[Saved data entries]
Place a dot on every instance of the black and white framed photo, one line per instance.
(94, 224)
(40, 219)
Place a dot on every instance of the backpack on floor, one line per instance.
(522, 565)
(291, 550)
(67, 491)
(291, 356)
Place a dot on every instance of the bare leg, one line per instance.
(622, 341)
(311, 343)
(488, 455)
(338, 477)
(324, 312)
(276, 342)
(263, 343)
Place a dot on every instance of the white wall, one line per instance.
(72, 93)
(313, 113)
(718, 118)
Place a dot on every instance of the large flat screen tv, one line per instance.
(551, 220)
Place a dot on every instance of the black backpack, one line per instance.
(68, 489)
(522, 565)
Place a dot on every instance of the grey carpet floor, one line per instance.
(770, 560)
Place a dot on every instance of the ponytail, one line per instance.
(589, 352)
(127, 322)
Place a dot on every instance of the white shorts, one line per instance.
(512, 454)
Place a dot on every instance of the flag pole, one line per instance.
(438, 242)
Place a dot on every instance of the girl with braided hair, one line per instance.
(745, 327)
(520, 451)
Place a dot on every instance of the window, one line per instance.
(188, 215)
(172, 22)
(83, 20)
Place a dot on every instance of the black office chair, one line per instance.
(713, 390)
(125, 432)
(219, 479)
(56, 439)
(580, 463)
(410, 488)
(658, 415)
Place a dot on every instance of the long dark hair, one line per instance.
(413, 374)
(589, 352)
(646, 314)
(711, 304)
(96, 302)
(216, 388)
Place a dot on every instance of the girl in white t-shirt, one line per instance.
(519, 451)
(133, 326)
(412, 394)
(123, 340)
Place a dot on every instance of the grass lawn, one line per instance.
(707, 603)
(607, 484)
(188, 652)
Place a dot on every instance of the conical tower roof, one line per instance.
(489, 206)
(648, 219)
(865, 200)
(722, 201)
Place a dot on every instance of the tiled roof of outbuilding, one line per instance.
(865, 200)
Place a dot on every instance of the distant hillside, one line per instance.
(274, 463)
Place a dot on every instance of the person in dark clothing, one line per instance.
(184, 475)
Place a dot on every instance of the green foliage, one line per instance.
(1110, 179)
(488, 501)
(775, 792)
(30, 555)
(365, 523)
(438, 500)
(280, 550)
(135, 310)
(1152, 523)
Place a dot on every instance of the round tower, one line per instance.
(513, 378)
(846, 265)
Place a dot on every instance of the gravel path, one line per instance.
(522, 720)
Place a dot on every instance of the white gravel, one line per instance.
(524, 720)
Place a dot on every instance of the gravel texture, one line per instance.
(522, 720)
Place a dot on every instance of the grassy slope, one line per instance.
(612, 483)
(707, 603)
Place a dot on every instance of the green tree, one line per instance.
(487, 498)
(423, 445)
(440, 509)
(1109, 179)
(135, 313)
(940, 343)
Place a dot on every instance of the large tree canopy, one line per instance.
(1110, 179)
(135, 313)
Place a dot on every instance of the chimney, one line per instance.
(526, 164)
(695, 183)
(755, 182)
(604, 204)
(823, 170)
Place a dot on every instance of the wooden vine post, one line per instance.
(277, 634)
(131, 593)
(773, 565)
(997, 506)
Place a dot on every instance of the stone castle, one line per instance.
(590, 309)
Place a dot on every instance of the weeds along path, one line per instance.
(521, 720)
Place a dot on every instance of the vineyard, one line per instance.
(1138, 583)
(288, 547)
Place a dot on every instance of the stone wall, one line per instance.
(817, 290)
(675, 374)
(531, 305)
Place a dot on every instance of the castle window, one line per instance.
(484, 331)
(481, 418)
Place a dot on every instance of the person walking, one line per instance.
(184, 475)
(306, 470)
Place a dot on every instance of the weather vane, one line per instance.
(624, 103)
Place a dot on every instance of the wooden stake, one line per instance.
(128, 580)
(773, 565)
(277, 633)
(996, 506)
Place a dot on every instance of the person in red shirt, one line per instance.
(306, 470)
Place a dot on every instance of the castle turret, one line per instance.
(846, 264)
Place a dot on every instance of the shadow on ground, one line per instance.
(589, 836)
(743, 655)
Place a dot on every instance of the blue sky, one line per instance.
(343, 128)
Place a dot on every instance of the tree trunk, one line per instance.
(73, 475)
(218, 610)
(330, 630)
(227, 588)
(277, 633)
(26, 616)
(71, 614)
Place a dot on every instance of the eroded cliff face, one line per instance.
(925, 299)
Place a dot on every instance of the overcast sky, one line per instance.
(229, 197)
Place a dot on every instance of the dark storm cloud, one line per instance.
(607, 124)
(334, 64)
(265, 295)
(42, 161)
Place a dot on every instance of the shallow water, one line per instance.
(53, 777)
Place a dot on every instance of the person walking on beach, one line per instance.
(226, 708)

▶ [WHAT YOU ARE ASKED TO DO]:
The answer consists only of the lines from the one containing "Place a dot on every instance of the person in red" to the end of the records, each written out exactly.

▶ [ANSWER TO THE TASK]:
Place a dot on every instance of the person in red shirt, one line per instance.
(306, 470)
Place a dot on every instance of the castle turret, one line per instance.
(846, 264)
Place a dot on every instance of the shadow on ground, one line per instance.
(589, 836)
(743, 655)
Place a dot on every instance of the blue sky, one line per instance.
(343, 128)
Place a dot on every instance of the tree trunk, one line per instance.
(73, 475)
(218, 610)
(330, 630)
(227, 588)
(277, 633)
(26, 616)
(71, 614)
Place a dot on every instance of the eroded cliff face, one line per instance.
(925, 299)
Place a dot on every instance of the overcast sky, one line per instance.
(229, 197)
Place a dot on every instance of the dark storm cloud, one line per instance.
(607, 124)
(334, 64)
(265, 295)
(42, 161)
Place a dot on every instance of the shallow water, one line per instance.
(53, 777)
Place a dot on every instance of the person walking on beach, one line per instance.
(226, 708)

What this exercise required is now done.